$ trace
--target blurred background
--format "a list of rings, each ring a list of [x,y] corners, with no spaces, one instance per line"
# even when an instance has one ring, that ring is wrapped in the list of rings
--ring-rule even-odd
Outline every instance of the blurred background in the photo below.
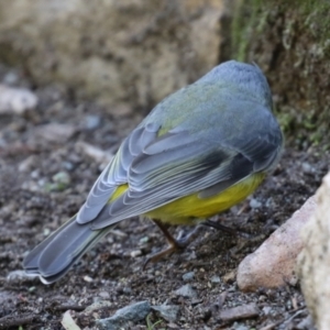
-.-.-
TASK BRIEF: Reproduce the rows above verbatim, line for line, and omit the picture from your copy.

REPLY TO THE TASK:
$ trace
--target blurred background
--format "a list of rings, each ring a list of [x,y] corners, with no spaces, one instance per line"
# even when an instance has one ring, that ring is wrapped in the list of rings
--ring-rule even-odd
Outline every instance of the blurred background in the photo below.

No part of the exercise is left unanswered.